►

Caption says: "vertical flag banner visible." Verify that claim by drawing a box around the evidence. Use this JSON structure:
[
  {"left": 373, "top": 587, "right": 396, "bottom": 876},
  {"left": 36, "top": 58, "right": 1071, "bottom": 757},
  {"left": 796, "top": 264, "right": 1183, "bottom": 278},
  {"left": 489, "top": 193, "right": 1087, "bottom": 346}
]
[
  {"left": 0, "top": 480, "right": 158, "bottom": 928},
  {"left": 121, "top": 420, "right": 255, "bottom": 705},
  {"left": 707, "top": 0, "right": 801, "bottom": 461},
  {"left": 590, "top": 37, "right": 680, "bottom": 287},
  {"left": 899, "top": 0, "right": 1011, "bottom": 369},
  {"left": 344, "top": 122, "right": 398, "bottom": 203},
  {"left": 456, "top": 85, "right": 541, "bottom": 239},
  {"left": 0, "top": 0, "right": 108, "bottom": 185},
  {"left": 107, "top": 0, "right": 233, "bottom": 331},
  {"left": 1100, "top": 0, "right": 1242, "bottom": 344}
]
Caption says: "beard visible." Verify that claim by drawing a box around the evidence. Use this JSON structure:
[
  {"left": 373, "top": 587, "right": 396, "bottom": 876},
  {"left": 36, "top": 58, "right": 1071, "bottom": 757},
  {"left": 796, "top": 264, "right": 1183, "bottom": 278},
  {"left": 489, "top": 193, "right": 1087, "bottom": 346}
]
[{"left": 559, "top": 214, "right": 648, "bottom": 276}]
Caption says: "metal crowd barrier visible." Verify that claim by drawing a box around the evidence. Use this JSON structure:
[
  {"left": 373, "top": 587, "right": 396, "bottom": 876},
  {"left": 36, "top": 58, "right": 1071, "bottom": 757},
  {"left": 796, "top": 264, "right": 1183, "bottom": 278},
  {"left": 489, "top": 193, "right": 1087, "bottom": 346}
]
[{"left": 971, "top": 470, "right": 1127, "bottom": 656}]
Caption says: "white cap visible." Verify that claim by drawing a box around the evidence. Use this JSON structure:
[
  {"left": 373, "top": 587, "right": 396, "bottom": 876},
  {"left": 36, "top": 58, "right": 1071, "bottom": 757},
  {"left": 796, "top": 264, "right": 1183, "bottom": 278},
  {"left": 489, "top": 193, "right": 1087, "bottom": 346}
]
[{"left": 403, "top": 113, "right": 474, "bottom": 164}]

◄

# To be done
Write out the listing above again, switching "Verify" to "Confirm" wherever it occurs and keeping every other character unchanged.

# Output
Caption says: "vertical flag banner visible." Confirm that claim by drawing a box around the evidence. Use this JSON structure:
[
  {"left": 373, "top": 587, "right": 396, "bottom": 876},
  {"left": 36, "top": 58, "right": 1071, "bottom": 757},
  {"left": 796, "top": 264, "right": 1183, "bottom": 278},
  {"left": 489, "top": 193, "right": 1087, "bottom": 346}
]
[
  {"left": 0, "top": 480, "right": 158, "bottom": 928},
  {"left": 121, "top": 420, "right": 255, "bottom": 705},
  {"left": 707, "top": 0, "right": 801, "bottom": 461},
  {"left": 590, "top": 37, "right": 680, "bottom": 287},
  {"left": 899, "top": 0, "right": 1011, "bottom": 369},
  {"left": 344, "top": 122, "right": 398, "bottom": 203},
  {"left": 456, "top": 85, "right": 541, "bottom": 239},
  {"left": 0, "top": 0, "right": 108, "bottom": 185},
  {"left": 107, "top": 0, "right": 233, "bottom": 331},
  {"left": 1100, "top": 0, "right": 1242, "bottom": 344}
]
Caption says: "beard visible." Confirm that claim by drawing a box around the evidence. Use this JSON structure:
[
  {"left": 373, "top": 587, "right": 396, "bottom": 876},
  {"left": 36, "top": 58, "right": 1071, "bottom": 757},
  {"left": 796, "top": 264, "right": 1183, "bottom": 278},
  {"left": 489, "top": 193, "right": 1087, "bottom": 346}
]
[{"left": 559, "top": 214, "right": 648, "bottom": 276}]
Caption says: "metal crowd barrier visible." Confirm that claim by drawing a box around the evidence. Use this JSON structure:
[
  {"left": 373, "top": 587, "right": 396, "bottom": 876},
  {"left": 36, "top": 58, "right": 1071, "bottom": 757},
  {"left": 796, "top": 264, "right": 1183, "bottom": 278},
  {"left": 489, "top": 193, "right": 1087, "bottom": 346}
]
[{"left": 971, "top": 470, "right": 1127, "bottom": 656}]
Caption says: "white cap visible." Confirm that claim by drawing a box around the evidence. Use this JSON structure:
[
  {"left": 373, "top": 587, "right": 396, "bottom": 876},
  {"left": 36, "top": 58, "right": 1071, "bottom": 757},
  {"left": 796, "top": 264, "right": 1183, "bottom": 278},
  {"left": 489, "top": 193, "right": 1087, "bottom": 346}
]
[{"left": 403, "top": 113, "right": 474, "bottom": 164}]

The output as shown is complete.